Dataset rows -

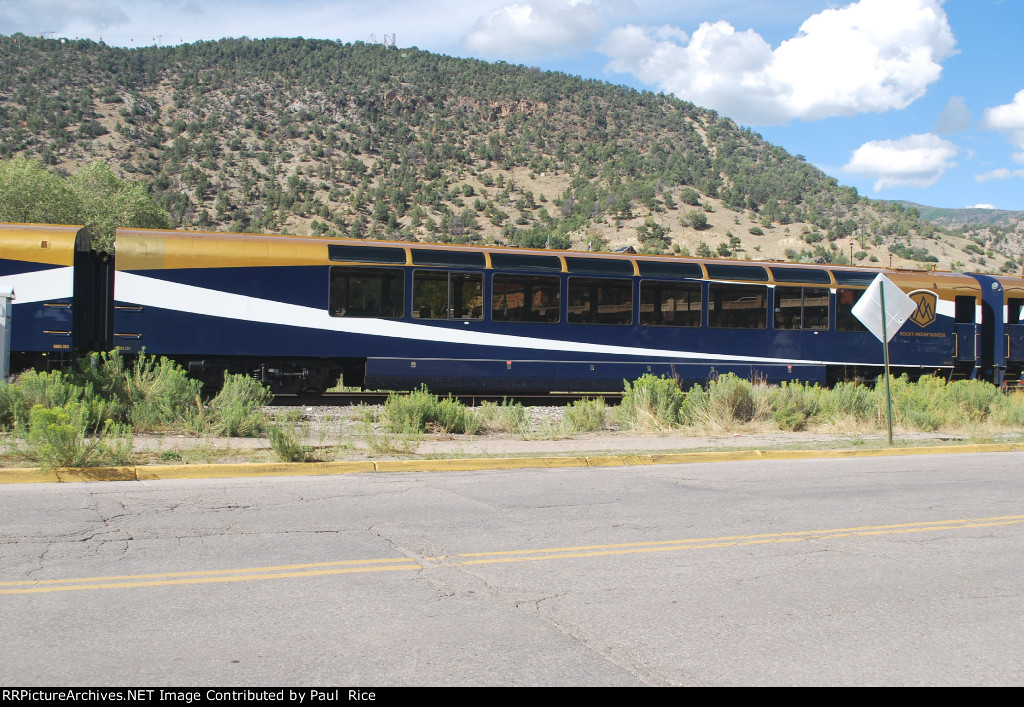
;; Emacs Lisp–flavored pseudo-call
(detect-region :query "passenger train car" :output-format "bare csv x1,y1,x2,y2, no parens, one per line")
0,221,1024,394
0,223,113,371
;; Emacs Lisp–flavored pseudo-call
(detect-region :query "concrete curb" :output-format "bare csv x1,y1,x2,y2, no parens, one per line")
0,443,1024,484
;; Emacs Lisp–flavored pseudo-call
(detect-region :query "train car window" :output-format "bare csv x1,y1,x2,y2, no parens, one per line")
566,278,633,326
637,260,703,280
775,287,828,330
327,245,406,265
490,253,562,273
490,275,562,324
833,271,879,286
413,271,483,319
413,248,486,269
640,280,703,327
708,280,768,329
769,267,831,285
565,256,633,277
1007,297,1024,324
329,265,406,319
705,262,768,283
953,295,978,324
834,286,867,331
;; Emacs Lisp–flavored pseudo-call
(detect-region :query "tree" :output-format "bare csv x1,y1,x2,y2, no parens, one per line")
0,157,170,252
0,157,81,223
687,209,708,231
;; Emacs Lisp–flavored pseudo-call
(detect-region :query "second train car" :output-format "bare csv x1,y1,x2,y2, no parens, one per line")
103,225,1024,394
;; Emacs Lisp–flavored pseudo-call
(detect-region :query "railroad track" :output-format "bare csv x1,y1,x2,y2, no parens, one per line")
271,391,623,407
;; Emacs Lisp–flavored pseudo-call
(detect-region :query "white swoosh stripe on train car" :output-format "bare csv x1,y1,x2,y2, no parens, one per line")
0,266,75,304
114,272,824,365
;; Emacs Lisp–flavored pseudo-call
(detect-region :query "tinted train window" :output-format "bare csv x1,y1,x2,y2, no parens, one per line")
566,278,633,326
327,245,406,265
640,280,702,327
413,271,483,319
490,253,562,273
330,265,406,319
775,287,828,329
953,295,974,324
708,283,768,329
836,287,867,331
490,275,562,324
1007,297,1024,324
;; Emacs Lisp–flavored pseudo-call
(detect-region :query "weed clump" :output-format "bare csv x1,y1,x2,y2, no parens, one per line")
618,373,685,431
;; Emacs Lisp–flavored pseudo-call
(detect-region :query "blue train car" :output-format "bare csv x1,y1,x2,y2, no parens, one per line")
113,225,1022,393
0,223,113,371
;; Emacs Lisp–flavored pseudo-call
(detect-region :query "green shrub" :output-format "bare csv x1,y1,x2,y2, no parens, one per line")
76,350,202,432
769,381,830,431
828,380,881,422
478,400,529,434
266,424,314,462
618,373,684,430
434,396,480,434
563,398,607,434
384,385,438,434
23,402,132,468
209,373,273,436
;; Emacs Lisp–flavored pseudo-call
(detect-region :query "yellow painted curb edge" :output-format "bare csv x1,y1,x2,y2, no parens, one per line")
6,443,1024,484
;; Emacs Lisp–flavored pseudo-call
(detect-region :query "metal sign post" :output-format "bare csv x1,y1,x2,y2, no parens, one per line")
0,287,14,381
851,273,918,447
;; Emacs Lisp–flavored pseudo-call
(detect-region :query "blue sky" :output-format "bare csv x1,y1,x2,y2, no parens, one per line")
0,0,1024,210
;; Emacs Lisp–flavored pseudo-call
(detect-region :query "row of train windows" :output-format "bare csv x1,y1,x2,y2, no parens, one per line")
330,266,864,331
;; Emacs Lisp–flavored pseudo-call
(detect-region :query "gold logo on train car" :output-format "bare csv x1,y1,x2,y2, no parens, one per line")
910,290,939,329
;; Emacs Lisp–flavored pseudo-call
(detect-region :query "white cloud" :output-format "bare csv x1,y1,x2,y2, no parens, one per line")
981,90,1024,147
935,95,971,135
0,0,128,35
600,0,955,124
843,133,956,192
463,0,625,58
974,167,1024,182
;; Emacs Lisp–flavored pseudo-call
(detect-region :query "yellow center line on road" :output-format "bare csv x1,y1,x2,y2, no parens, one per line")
0,515,1024,594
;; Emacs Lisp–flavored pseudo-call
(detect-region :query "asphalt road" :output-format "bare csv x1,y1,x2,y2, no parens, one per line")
0,453,1024,685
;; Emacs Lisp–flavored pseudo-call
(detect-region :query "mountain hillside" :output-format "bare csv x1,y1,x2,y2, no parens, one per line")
0,36,1024,272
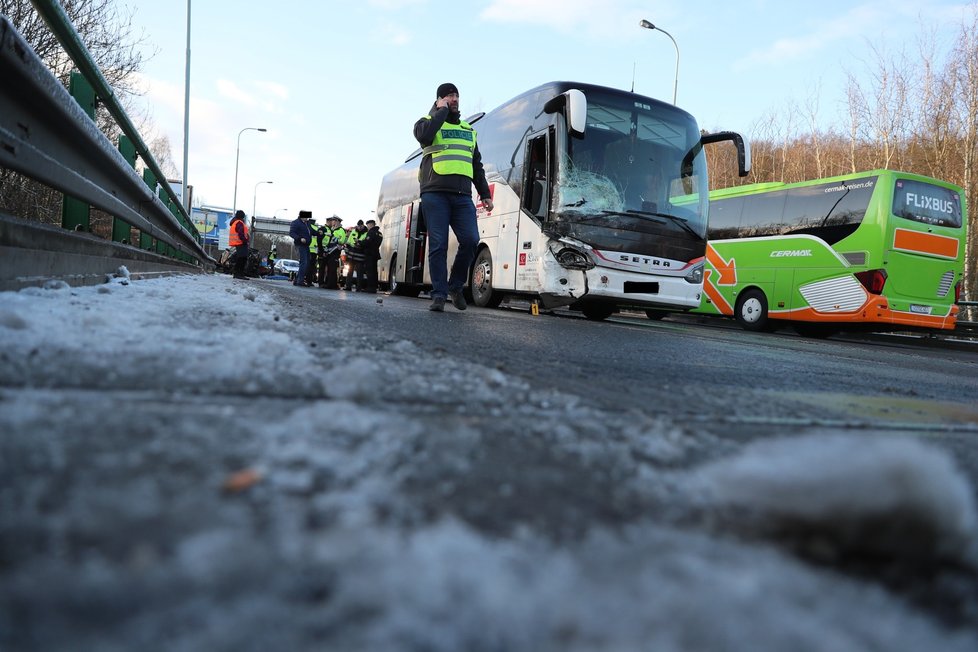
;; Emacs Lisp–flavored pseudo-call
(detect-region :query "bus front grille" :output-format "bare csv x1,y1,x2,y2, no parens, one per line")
624,281,659,294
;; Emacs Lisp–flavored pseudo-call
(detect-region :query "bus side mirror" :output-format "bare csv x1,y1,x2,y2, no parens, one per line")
543,88,587,138
700,131,751,177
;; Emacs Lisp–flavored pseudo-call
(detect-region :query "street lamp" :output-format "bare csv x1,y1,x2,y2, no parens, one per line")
231,127,268,215
638,19,679,105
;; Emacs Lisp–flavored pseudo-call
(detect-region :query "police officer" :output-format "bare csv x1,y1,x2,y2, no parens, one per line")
228,211,248,279
344,220,367,291
357,220,384,294
414,84,492,312
322,215,346,290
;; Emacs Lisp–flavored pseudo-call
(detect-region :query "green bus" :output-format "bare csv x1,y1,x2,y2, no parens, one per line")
695,170,968,337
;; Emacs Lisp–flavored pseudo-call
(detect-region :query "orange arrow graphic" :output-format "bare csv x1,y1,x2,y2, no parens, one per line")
706,244,737,285
703,269,733,317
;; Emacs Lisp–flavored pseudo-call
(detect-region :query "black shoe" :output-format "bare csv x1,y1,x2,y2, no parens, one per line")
448,290,468,310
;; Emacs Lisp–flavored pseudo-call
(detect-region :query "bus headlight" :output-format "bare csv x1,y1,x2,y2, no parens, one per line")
554,247,594,269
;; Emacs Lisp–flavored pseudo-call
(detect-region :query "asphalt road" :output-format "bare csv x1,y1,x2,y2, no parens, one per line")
0,279,978,652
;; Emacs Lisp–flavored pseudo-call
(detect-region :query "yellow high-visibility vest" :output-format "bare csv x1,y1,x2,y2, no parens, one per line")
421,115,476,179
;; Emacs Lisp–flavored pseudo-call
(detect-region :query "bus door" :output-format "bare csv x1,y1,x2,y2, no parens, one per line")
404,199,428,285
510,129,553,291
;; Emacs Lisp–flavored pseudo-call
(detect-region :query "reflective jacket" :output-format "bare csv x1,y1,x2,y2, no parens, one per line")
414,102,490,199
422,115,475,179
228,220,248,247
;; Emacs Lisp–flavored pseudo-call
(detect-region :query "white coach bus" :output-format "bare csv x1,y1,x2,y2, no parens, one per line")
377,82,750,320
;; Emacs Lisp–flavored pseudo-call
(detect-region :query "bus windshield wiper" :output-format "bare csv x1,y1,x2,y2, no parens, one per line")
601,208,703,240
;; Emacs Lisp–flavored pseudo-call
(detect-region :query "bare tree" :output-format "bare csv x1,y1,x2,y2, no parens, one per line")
951,3,978,308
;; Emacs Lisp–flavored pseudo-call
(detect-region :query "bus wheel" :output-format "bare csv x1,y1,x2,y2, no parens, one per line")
791,321,839,340
734,288,770,331
581,303,615,321
469,248,503,308
387,254,401,295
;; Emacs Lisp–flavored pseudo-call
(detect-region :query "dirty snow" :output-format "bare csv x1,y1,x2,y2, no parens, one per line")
0,270,978,652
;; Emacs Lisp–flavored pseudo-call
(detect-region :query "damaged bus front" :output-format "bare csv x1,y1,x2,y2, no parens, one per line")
377,82,750,319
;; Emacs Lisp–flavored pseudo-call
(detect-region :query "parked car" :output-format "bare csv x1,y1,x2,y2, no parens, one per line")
275,258,299,279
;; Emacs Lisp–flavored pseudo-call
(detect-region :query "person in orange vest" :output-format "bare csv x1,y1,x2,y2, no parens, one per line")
228,211,248,279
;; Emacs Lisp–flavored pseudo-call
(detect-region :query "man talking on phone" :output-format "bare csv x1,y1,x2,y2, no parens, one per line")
414,84,492,312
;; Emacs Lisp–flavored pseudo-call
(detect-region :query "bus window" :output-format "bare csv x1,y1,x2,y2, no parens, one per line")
740,191,787,238
523,134,550,218
784,178,876,244
893,179,961,228
710,197,744,240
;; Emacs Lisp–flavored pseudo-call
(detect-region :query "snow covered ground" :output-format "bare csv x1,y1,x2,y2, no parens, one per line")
0,270,978,652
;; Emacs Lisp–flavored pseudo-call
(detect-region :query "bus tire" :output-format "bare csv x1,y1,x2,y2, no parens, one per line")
387,254,401,295
469,247,503,308
734,288,771,331
581,303,615,321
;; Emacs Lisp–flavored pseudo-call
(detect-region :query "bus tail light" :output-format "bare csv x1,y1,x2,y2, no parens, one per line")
683,261,703,285
856,269,886,294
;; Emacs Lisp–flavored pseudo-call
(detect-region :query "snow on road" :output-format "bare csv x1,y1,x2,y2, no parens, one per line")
0,270,978,652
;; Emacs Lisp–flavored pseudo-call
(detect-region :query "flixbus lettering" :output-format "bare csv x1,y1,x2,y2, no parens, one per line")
907,192,954,215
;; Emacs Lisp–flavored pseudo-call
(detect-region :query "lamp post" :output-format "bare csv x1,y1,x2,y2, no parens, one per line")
638,19,679,105
231,127,268,215
181,0,191,210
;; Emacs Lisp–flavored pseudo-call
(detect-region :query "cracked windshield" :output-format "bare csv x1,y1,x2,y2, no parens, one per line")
557,97,708,248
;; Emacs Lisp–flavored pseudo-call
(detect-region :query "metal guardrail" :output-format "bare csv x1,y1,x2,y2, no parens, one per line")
954,301,978,334
0,2,214,285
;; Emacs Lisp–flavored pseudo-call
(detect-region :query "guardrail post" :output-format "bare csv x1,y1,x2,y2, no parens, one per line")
112,134,136,244
61,70,95,231
139,168,157,251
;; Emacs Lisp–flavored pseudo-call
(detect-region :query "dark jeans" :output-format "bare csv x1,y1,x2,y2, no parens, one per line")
326,251,340,290
421,192,479,299
293,244,309,285
231,245,248,276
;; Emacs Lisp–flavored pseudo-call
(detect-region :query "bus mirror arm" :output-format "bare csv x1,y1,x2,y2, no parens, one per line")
696,131,751,177
543,88,587,138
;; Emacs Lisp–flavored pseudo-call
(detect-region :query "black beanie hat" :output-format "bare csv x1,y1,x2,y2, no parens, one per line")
435,82,458,99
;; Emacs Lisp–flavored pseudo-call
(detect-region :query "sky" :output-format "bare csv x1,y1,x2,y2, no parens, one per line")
126,0,969,224
0,268,978,652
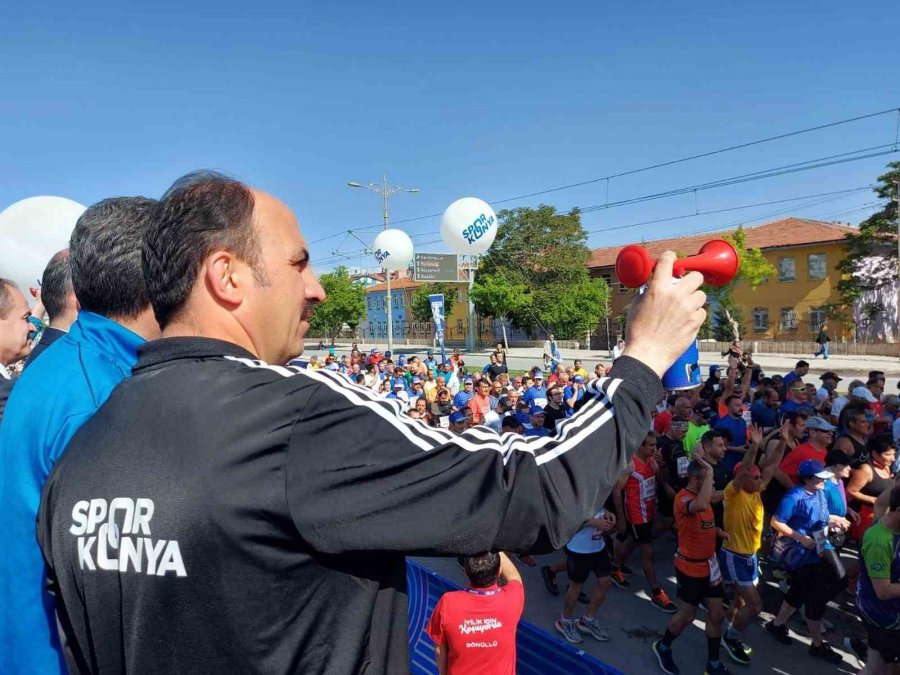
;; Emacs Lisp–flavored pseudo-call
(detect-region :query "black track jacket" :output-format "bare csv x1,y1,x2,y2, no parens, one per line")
38,338,663,675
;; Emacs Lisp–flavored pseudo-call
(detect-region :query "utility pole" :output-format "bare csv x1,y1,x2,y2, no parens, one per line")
347,174,419,352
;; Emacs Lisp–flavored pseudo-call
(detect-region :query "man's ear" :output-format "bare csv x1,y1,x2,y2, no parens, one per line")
203,251,244,307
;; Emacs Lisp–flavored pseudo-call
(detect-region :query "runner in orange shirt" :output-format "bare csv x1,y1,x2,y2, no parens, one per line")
653,450,728,675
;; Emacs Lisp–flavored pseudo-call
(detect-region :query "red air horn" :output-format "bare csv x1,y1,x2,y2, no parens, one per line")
616,239,738,288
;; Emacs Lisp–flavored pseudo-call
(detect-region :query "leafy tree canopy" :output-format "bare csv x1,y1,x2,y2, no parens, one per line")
309,266,366,344
473,205,608,339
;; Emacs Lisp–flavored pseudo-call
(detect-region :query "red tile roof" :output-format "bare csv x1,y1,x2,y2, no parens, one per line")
588,218,856,268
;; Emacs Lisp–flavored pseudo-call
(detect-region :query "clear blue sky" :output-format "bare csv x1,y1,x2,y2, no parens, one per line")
0,0,900,271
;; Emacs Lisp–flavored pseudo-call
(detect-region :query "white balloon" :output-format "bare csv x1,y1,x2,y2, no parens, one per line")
441,197,498,255
372,229,413,271
0,196,85,297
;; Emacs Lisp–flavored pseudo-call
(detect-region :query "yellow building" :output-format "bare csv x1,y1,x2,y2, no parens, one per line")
588,218,856,340
360,279,494,343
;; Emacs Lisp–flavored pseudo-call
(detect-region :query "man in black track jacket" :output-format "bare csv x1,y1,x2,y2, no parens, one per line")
38,173,704,675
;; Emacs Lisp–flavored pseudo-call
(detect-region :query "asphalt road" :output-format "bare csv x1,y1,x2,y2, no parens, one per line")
417,534,864,675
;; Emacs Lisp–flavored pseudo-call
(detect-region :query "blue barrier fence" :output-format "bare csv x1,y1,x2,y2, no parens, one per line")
406,560,623,675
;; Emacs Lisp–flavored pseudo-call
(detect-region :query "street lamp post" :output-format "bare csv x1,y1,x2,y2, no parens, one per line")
347,174,419,352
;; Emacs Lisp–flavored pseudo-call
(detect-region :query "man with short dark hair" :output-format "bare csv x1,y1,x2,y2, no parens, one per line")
35,173,706,675
653,454,728,675
856,485,900,673
25,249,78,368
425,552,525,675
781,359,809,394
0,197,159,673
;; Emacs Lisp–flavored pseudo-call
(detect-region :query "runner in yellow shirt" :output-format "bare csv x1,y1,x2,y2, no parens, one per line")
719,423,790,665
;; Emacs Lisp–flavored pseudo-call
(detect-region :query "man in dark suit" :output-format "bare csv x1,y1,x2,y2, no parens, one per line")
25,248,78,368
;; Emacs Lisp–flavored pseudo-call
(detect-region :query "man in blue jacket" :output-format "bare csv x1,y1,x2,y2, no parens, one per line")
0,197,159,675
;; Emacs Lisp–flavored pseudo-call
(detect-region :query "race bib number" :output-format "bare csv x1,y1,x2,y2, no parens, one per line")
813,527,828,555
641,476,656,502
709,556,722,586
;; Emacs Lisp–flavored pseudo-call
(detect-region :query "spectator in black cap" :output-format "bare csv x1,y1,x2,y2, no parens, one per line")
816,370,843,406
684,401,712,457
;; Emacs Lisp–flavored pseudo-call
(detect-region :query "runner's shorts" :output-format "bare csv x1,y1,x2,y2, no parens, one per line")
566,545,611,584
675,568,725,607
616,520,653,544
865,621,900,663
719,548,759,586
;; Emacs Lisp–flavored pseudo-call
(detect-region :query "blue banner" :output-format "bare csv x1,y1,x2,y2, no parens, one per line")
406,560,623,675
428,293,447,363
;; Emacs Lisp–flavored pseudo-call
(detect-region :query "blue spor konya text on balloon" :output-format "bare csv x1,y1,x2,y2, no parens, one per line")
460,213,494,246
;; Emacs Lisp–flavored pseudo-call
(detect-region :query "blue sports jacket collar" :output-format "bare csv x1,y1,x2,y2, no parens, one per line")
69,309,146,373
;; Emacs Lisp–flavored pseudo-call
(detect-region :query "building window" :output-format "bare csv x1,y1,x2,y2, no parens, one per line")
809,308,825,333
806,253,827,279
753,307,769,331
781,307,797,332
778,256,797,281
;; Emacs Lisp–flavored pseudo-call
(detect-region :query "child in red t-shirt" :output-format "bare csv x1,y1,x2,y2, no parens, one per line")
426,553,525,675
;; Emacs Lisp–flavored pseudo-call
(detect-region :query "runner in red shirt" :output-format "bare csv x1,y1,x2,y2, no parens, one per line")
778,417,834,485
426,553,525,675
610,431,676,614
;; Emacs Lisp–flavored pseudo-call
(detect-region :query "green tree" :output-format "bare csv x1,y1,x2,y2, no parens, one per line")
703,227,776,342
837,162,900,340
472,274,531,348
475,205,608,339
409,283,457,323
309,266,366,345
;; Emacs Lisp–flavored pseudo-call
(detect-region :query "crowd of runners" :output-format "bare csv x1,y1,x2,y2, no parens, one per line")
304,344,900,675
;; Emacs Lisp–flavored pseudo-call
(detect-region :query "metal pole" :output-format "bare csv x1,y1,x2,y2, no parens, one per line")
381,174,394,358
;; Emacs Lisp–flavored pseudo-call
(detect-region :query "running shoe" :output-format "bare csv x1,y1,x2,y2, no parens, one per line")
653,640,678,675
566,586,591,605
722,635,750,666
844,638,869,664
651,588,678,614
609,570,631,588
541,565,559,595
575,616,609,642
809,642,844,665
553,618,582,645
704,661,731,675
766,619,793,645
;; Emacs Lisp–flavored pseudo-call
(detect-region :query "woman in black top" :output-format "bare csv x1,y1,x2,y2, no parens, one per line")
847,436,897,541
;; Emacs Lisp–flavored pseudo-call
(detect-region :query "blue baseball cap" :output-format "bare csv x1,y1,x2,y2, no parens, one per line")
797,459,834,478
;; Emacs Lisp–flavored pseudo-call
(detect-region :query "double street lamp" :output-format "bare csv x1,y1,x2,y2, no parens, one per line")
347,175,419,352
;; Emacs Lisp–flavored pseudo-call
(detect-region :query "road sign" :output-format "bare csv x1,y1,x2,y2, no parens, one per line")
415,253,459,282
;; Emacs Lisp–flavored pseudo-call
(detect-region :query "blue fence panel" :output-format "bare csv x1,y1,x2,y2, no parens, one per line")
406,560,623,675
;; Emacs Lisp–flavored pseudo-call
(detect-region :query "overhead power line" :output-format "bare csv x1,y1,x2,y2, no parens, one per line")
330,107,900,234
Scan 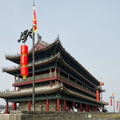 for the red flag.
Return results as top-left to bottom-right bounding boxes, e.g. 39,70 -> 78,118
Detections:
32,4 -> 37,32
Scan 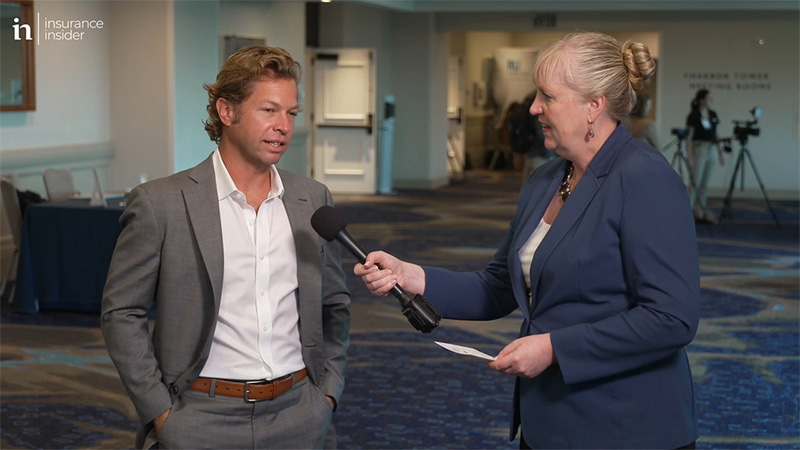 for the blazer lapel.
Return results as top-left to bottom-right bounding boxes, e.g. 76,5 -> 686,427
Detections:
522,123 -> 632,311
183,157 -> 224,307
280,170 -> 322,326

PROBLEM -
Report every line of the entries above that contains the string "boxes", treating uppercase and lowercase letters as distinct.

ANSWER IN FULL -
Return results as top-left to bottom-right bounding boxes, e.g. 39,70 -> 78,118
Return results as top-left to bottom-right bounding boxes, e.g. 76,5 -> 686,427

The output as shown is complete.